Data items
┄┄┄┄┄┄┄┄┄┄┄┄┄┄┄┄┄┄┄┄
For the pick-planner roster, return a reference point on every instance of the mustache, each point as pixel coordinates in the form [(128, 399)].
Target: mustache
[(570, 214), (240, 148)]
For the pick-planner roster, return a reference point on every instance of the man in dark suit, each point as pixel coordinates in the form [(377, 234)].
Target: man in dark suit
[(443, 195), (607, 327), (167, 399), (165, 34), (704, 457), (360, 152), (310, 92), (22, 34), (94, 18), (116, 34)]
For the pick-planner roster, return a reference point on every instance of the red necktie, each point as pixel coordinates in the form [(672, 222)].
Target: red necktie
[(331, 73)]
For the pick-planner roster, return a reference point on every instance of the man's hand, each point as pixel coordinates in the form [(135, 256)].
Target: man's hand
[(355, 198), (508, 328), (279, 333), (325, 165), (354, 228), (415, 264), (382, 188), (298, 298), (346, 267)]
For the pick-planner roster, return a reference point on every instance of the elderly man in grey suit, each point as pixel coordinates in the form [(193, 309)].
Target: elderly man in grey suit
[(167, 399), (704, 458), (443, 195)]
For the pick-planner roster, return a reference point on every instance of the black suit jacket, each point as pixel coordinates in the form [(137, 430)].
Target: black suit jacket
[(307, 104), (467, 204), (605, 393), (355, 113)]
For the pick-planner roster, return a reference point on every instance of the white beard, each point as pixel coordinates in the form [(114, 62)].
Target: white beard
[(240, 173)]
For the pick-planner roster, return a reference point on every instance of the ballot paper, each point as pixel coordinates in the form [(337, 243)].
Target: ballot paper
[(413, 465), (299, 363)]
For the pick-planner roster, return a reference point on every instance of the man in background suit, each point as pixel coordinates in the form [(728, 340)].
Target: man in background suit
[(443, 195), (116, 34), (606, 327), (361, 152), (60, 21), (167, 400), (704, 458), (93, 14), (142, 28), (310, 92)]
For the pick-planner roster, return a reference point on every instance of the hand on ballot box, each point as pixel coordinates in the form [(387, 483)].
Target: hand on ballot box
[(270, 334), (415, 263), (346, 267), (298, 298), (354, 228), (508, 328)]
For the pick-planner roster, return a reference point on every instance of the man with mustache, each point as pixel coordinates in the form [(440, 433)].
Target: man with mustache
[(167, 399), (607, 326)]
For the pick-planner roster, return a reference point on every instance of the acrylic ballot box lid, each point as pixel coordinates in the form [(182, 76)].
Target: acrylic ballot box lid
┄┄┄┄┄┄┄┄┄┄┄┄┄┄┄┄┄┄┄┄
Output every line of the records above as a numbered list, omitting any blank lines.

**Exercise response:**
1. For the pick-planner roster, return a reference point on every instance of the mustache, each point as pixel coordinates in the form [(128, 399)].
2. Target: mustache
3. [(570, 214), (240, 148)]
4. For the pick-planner roster, return a reference point on every instance of the man in dark suit, each point as pixel coordinates in the form [(377, 234)].
5. Target: man in dark suit
6. [(443, 195), (607, 327), (167, 399), (165, 34), (704, 457), (360, 152), (310, 92), (22, 34), (94, 18), (116, 34)]
7. For the pick-planner roster, return a reference point on every instance of the red necktie, each point as pixel coordinates in the form [(672, 222)].
8. Target: red necktie
9. [(331, 73)]
10. For the pick-planner roster, return a reference point on every instance of the man's hand, each point as pixel coordinates in the form [(135, 256)].
11. Target: man's hand
12. [(355, 198), (508, 328), (279, 333), (325, 165), (354, 228), (415, 264), (382, 188), (298, 298), (346, 267)]
13. For the pick-planner roster, return a reference point on every instance of the elderly man in grey suit, each point as pixel coordinates in the form [(193, 309)].
14. Target: elderly man in grey suit
15. [(167, 399), (704, 458), (443, 195)]
16. For the pick-planner roster, return a reference point on every instance of the black suit jacket, each point as pixel coordinates in the form [(137, 430)].
17. Target: black suit jacket
18. [(307, 104), (467, 204), (605, 393), (355, 113)]
19. For the pick-planner roster, return a reference point on every instance of the white beard, each point as pixel coordinates in the form [(114, 62)].
20. Target: white beard
21. [(240, 173)]
22. For the pick-planner roster, return a reference point on every instance of the ballot paper, each point as pixel coordinates in the form [(337, 243)].
23. Target: ballot paper
24. [(413, 465), (299, 363)]
25. For the pick-planner roster, return a reference point on every instance of the man in background suit, each point as pixel coordinates in the form [(728, 340)].
26. Target: man in background suit
27. [(443, 195), (116, 34), (606, 327), (361, 152), (60, 21), (167, 400), (704, 458), (93, 14), (142, 28), (310, 92)]
28. For the pick-planner roster, return a reference point on every instance of the hand on ballot box, each point as pixel coordinates in the form [(387, 483)].
29. Target: hand on ballot box
30. [(270, 334), (415, 263), (346, 267), (298, 298), (354, 228), (508, 328)]
31. For the pick-planner roster, return a reference point on every instance of the man with mustache, each point as pixel coordinates in the form [(440, 433)].
32. Target: man with mustache
33. [(167, 399), (607, 326)]
34. For the pick-planner roster, return a reference point on every instance of the acrylic ballot box lid, each point as pixel coordinates in the form [(182, 76)].
35. Target: acrylic ballot box lid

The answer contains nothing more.